What you need to do:
When you reach the line containing "[[328, 143], [458, 495], [782, 513], [433, 115]]" in the entries below, start writing out each line exactly, and stop after the line containing "[[255, 335], [561, 150]]".
### Data listing
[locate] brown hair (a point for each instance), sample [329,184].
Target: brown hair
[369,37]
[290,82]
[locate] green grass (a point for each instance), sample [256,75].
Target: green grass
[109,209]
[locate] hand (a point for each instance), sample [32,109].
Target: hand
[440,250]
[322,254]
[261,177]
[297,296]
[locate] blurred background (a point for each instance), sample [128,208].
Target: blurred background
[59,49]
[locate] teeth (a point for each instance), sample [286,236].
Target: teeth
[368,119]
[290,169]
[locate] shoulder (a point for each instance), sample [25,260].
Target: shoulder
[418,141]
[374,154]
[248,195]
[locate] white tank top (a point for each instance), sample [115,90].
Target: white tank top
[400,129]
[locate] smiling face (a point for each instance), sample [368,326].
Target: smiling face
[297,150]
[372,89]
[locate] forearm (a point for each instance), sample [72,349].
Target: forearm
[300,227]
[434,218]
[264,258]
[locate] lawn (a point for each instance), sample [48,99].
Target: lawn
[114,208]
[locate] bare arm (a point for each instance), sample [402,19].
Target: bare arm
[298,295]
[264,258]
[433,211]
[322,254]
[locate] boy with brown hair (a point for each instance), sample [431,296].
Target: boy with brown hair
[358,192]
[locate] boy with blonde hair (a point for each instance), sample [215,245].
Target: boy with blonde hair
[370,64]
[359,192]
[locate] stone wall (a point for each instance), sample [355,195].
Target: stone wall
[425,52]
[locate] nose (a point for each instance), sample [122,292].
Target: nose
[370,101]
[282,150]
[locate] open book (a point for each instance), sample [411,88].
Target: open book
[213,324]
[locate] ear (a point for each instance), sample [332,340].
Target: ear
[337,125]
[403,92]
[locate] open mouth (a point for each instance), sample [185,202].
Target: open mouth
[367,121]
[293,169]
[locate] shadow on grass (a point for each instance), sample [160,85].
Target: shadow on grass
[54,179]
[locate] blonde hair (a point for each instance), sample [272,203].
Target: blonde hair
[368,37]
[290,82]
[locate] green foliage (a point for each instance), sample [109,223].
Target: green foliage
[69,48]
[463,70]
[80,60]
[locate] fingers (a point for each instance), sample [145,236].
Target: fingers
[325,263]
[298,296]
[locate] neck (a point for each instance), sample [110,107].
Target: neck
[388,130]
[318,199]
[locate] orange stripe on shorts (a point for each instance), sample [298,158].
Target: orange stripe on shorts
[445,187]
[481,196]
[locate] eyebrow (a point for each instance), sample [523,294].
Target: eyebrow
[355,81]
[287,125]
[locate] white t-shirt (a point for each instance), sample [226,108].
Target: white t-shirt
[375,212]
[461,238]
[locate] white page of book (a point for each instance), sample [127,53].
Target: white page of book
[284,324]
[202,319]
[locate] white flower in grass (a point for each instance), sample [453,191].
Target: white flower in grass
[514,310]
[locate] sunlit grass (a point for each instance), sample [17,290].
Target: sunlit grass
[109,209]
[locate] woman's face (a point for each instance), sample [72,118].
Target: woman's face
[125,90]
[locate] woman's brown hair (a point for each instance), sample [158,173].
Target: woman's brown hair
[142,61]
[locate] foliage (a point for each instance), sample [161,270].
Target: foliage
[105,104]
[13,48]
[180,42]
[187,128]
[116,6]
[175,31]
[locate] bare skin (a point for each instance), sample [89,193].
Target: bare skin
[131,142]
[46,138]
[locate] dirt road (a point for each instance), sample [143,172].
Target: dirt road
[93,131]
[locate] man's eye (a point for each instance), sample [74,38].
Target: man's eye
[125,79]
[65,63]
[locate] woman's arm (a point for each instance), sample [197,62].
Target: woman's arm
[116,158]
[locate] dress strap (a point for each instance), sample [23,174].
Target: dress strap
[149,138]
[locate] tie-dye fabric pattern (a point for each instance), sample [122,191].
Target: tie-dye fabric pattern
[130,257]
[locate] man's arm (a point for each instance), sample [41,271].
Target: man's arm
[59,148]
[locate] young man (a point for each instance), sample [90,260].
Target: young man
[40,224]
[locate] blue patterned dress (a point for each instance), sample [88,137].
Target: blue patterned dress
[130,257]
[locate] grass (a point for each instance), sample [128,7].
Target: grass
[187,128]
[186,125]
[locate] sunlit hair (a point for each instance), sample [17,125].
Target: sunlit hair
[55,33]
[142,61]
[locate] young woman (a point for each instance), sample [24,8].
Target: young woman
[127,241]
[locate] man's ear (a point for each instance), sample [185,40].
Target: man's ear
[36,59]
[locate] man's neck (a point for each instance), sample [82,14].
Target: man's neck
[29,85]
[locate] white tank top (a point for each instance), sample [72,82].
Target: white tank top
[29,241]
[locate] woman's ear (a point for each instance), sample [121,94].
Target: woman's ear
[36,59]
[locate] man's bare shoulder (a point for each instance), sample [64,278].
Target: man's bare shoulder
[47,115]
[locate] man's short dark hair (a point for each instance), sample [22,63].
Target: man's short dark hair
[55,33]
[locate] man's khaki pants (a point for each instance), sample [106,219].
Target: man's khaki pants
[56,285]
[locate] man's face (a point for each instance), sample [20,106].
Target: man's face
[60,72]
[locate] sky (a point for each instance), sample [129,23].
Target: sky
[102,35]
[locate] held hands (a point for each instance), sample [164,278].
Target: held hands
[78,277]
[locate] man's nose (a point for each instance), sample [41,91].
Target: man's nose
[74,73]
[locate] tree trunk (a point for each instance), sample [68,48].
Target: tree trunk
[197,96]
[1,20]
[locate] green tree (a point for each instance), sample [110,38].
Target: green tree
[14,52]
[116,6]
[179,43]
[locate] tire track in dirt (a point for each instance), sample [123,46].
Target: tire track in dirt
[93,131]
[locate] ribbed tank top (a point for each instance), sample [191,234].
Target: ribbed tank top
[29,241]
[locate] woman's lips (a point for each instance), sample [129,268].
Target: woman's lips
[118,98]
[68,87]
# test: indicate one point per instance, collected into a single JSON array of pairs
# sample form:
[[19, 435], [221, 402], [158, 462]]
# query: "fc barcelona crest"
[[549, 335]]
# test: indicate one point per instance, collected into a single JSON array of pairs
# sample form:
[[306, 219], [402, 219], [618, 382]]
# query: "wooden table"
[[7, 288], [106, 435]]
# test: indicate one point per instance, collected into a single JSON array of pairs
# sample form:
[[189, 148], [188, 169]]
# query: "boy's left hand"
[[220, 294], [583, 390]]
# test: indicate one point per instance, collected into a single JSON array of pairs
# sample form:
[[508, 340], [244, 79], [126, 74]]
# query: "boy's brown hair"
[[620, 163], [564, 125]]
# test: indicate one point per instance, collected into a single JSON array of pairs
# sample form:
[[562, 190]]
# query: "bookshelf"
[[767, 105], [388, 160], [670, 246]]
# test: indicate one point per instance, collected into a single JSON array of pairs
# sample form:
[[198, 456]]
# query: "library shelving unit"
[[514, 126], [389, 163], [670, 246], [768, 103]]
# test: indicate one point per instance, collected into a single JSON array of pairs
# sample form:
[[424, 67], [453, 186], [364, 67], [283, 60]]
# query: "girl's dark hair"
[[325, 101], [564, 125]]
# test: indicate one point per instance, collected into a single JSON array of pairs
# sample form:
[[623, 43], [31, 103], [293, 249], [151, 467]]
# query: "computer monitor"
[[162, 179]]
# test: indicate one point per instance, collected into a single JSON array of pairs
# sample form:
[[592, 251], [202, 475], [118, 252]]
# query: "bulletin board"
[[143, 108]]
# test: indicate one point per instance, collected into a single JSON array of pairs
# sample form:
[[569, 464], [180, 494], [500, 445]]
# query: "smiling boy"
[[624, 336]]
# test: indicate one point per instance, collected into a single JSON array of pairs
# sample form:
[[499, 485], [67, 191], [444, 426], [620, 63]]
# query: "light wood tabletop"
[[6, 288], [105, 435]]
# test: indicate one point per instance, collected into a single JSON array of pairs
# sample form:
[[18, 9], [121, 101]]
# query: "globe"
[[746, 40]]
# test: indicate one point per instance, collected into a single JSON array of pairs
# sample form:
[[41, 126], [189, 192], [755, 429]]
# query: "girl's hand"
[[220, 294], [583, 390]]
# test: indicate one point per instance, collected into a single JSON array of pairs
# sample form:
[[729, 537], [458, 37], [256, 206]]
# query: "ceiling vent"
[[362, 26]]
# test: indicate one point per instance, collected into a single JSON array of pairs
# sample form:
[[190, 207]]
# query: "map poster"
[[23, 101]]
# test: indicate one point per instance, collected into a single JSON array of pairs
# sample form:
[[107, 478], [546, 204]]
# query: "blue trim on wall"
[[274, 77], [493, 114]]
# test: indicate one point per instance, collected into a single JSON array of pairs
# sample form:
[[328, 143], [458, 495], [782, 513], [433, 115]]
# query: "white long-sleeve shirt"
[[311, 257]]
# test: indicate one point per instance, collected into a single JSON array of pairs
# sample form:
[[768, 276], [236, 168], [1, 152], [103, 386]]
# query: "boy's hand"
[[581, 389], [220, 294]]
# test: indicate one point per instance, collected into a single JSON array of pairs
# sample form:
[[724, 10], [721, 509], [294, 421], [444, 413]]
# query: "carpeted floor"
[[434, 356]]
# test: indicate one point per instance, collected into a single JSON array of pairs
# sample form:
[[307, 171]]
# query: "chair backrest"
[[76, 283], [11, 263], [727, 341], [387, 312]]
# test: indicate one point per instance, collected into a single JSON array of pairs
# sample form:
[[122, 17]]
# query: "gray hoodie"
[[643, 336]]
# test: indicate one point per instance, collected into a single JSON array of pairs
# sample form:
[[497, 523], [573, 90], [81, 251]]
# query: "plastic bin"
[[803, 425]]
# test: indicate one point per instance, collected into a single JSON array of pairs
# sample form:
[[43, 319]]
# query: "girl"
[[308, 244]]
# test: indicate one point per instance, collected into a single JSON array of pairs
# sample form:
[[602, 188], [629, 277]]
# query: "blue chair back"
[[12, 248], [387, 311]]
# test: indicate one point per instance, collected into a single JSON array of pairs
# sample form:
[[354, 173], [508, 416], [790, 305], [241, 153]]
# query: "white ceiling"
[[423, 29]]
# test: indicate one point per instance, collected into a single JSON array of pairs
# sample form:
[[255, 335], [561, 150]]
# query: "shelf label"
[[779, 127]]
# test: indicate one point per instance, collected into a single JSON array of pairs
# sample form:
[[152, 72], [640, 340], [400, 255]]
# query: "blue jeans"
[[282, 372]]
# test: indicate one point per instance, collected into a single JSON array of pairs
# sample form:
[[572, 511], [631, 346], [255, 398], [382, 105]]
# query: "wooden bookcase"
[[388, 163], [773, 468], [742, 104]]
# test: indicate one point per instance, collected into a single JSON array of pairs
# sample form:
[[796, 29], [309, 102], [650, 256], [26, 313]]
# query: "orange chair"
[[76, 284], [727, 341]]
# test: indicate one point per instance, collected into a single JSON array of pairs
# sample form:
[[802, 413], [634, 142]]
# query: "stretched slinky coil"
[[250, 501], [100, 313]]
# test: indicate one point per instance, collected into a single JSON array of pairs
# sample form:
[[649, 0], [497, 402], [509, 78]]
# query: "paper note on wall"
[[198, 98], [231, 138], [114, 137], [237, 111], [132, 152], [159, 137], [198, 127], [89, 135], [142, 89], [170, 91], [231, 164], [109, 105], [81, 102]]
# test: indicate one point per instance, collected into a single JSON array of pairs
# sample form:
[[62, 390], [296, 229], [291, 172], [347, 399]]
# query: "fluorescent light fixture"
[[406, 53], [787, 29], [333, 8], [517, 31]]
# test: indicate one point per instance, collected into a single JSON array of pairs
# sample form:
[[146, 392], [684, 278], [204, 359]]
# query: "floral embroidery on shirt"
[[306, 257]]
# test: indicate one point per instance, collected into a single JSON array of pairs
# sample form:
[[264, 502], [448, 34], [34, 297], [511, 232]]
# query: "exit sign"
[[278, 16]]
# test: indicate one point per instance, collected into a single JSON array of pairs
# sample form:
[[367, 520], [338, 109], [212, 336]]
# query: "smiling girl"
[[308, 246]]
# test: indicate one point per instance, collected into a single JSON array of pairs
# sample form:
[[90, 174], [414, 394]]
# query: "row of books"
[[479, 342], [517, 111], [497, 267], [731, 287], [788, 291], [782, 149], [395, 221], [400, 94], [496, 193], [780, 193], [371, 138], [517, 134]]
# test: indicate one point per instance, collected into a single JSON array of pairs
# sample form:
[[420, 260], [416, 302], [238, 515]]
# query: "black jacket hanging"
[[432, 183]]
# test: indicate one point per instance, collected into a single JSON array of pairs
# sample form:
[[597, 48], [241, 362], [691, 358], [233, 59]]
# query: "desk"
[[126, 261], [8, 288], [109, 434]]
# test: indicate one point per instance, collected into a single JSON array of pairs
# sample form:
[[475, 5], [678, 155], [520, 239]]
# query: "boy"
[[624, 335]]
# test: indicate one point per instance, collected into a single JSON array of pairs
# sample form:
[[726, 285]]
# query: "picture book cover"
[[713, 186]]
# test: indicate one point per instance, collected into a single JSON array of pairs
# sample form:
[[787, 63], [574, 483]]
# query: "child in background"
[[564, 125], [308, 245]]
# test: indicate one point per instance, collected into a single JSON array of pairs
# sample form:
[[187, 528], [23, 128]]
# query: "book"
######
Answer below:
[[328, 143], [458, 495], [782, 513], [433, 115]]
# query: "white long-sleeve shirt"
[[311, 257]]
# test: indicate one point per instance, collected into a single JSON array of pairs
# sample form:
[[768, 276], [236, 168], [1, 152], [103, 386]]
# query: "boy's hand"
[[581, 389], [220, 294]]
# test: indicate one point per instance, collected into a single JSON array of pairs
# sample form:
[[724, 10], [721, 509], [294, 421], [444, 413]]
# query: "carpeted floor"
[[434, 356]]
# test: indicate one point per instance, collected into a single JSON array of pairs
# sample form:
[[307, 171]]
# query: "chair backrest"
[[76, 283], [11, 263], [727, 341], [387, 312]]
# test: indicate one point per instance, collected into a single JSON array of pairs
# sample form:
[[122, 17]]
# query: "gray hoodie"
[[643, 336]]
# test: indicate one point per instance, collected into a single JSON array of pairs
# sample form:
[[497, 523], [573, 90], [81, 251]]
# query: "plastic bin"
[[803, 425]]
# test: indicate one point per instance, collected into a single JSON array of pairs
# sample form:
[[43, 319]]
# query: "girl"
[[308, 244]]
# test: indicate one point per instance, collected into a single JSON array of pairs
# sample form:
[[602, 188], [629, 277]]
# query: "blue chair back"
[[12, 248], [387, 311]]
# test: indicate one point per instance, collected into a single JSON array of pairs
# sample form:
[[354, 173], [508, 416], [790, 305], [241, 153]]
# query: "white ceiling"
[[423, 29]]
# test: indicate one point per instance, collected into a single JSON array of pairs
# sample form:
[[255, 335], [561, 150]]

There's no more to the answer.